Reproduce verbatim the rows below, starting at the line containing "the plastic bag." and ending at the line containing "<point>218,219</point>", with both of those lines included.

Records
========
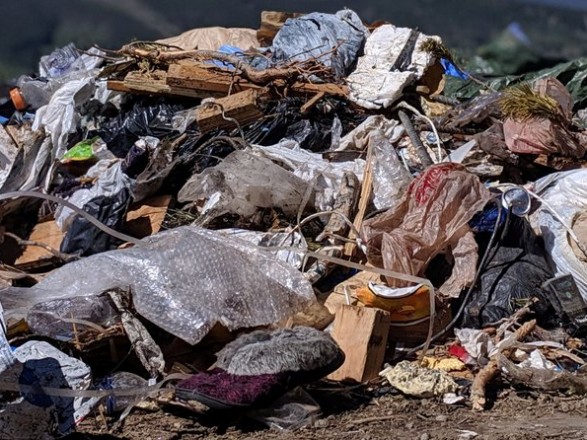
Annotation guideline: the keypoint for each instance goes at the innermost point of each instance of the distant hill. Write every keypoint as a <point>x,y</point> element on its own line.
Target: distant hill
<point>32,28</point>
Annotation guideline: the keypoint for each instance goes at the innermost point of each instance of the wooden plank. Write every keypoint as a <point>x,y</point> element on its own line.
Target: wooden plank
<point>139,83</point>
<point>241,106</point>
<point>146,218</point>
<point>193,80</point>
<point>141,220</point>
<point>361,333</point>
<point>194,77</point>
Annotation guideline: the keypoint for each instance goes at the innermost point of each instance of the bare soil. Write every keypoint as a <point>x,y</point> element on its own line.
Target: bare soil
<point>514,415</point>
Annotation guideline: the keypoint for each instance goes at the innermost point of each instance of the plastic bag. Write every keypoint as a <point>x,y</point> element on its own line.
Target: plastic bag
<point>57,318</point>
<point>542,135</point>
<point>334,40</point>
<point>60,117</point>
<point>38,414</point>
<point>185,281</point>
<point>358,138</point>
<point>515,272</point>
<point>431,219</point>
<point>146,118</point>
<point>324,176</point>
<point>241,184</point>
<point>110,181</point>
<point>390,178</point>
<point>84,238</point>
<point>565,195</point>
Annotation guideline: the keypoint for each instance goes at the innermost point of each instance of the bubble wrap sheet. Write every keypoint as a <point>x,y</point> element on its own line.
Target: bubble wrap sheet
<point>183,280</point>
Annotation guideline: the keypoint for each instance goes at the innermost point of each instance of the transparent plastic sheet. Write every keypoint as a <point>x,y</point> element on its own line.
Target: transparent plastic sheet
<point>60,117</point>
<point>268,239</point>
<point>212,38</point>
<point>312,168</point>
<point>185,281</point>
<point>564,206</point>
<point>390,178</point>
<point>56,319</point>
<point>358,138</point>
<point>431,219</point>
<point>241,184</point>
<point>333,39</point>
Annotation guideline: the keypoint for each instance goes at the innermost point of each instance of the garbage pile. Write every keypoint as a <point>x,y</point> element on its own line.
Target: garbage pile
<point>230,215</point>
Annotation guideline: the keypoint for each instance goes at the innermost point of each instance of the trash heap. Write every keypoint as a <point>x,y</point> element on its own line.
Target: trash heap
<point>218,219</point>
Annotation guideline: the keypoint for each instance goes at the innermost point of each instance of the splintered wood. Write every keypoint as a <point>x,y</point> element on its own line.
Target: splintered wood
<point>361,333</point>
<point>240,108</point>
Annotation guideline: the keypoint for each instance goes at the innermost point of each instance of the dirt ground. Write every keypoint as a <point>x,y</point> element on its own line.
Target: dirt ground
<point>514,415</point>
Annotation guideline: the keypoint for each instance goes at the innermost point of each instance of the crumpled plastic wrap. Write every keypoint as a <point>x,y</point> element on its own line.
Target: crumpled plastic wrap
<point>379,79</point>
<point>431,219</point>
<point>52,318</point>
<point>334,40</point>
<point>534,375</point>
<point>60,117</point>
<point>358,138</point>
<point>566,194</point>
<point>185,281</point>
<point>241,184</point>
<point>270,239</point>
<point>540,135</point>
<point>390,177</point>
<point>212,38</point>
<point>415,381</point>
<point>324,176</point>
<point>35,414</point>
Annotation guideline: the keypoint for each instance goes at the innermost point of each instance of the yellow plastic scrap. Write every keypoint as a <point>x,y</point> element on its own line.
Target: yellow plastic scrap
<point>446,364</point>
<point>416,381</point>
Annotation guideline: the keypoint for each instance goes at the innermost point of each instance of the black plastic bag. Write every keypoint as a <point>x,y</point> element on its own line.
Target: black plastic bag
<point>83,238</point>
<point>146,118</point>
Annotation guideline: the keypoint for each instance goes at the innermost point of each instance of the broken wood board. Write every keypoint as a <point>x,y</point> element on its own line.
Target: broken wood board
<point>271,23</point>
<point>206,81</point>
<point>34,257</point>
<point>226,112</point>
<point>195,76</point>
<point>139,83</point>
<point>146,218</point>
<point>361,333</point>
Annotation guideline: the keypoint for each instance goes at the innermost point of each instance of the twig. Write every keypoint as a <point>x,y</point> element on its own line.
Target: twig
<point>491,370</point>
<point>289,72</point>
<point>370,419</point>
<point>519,314</point>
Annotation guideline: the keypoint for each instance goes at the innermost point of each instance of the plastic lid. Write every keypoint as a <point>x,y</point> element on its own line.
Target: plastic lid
<point>18,99</point>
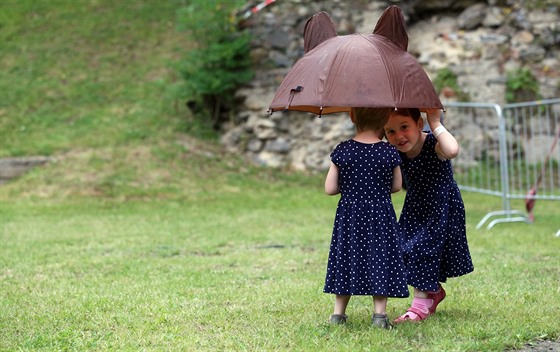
========
Expected answer:
Annotation guideline: the keypoint for each instance goes at the innermost point of each instance of the plastic bag. Write every keypoint as a <point>x,y</point> element on its own line.
Target: plastic bag
<point>57,318</point>
<point>542,135</point>
<point>334,40</point>
<point>60,117</point>
<point>38,414</point>
<point>185,281</point>
<point>358,138</point>
<point>515,272</point>
<point>431,219</point>
<point>146,118</point>
<point>324,176</point>
<point>241,184</point>
<point>110,181</point>
<point>390,178</point>
<point>84,238</point>
<point>565,195</point>
Annotation guideline: the keypoint for each instance goes at the innermost point of each instance of the bubble wrap sheet. Write every keypoint as a <point>x,y</point> element on its own line.
Target: bubble wrap sheet
<point>183,280</point>
Annotation guideline: the keypoint for each instance goes at the innermost point of each instance of the transparent plastic sheet. Write every keypoint as a <point>x,y</point> element on its own line.
Target: transparent plastic sheet
<point>60,117</point>
<point>268,239</point>
<point>212,38</point>
<point>312,168</point>
<point>185,281</point>
<point>564,206</point>
<point>390,178</point>
<point>56,319</point>
<point>358,138</point>
<point>431,219</point>
<point>241,184</point>
<point>333,39</point>
Annotation guideline: the keypoint for each instance goes at the innermost point of each instance of the garbage pile. Write every keypoint as a <point>x,y</point> element on its own line.
Target: garbage pile
<point>230,215</point>
Annotation guideline: the keypoint for each instance goes at the innermost point of each instance of the trash heap. Write every keypoint as a <point>x,y</point> element on its own line.
Target: trash heap
<point>218,219</point>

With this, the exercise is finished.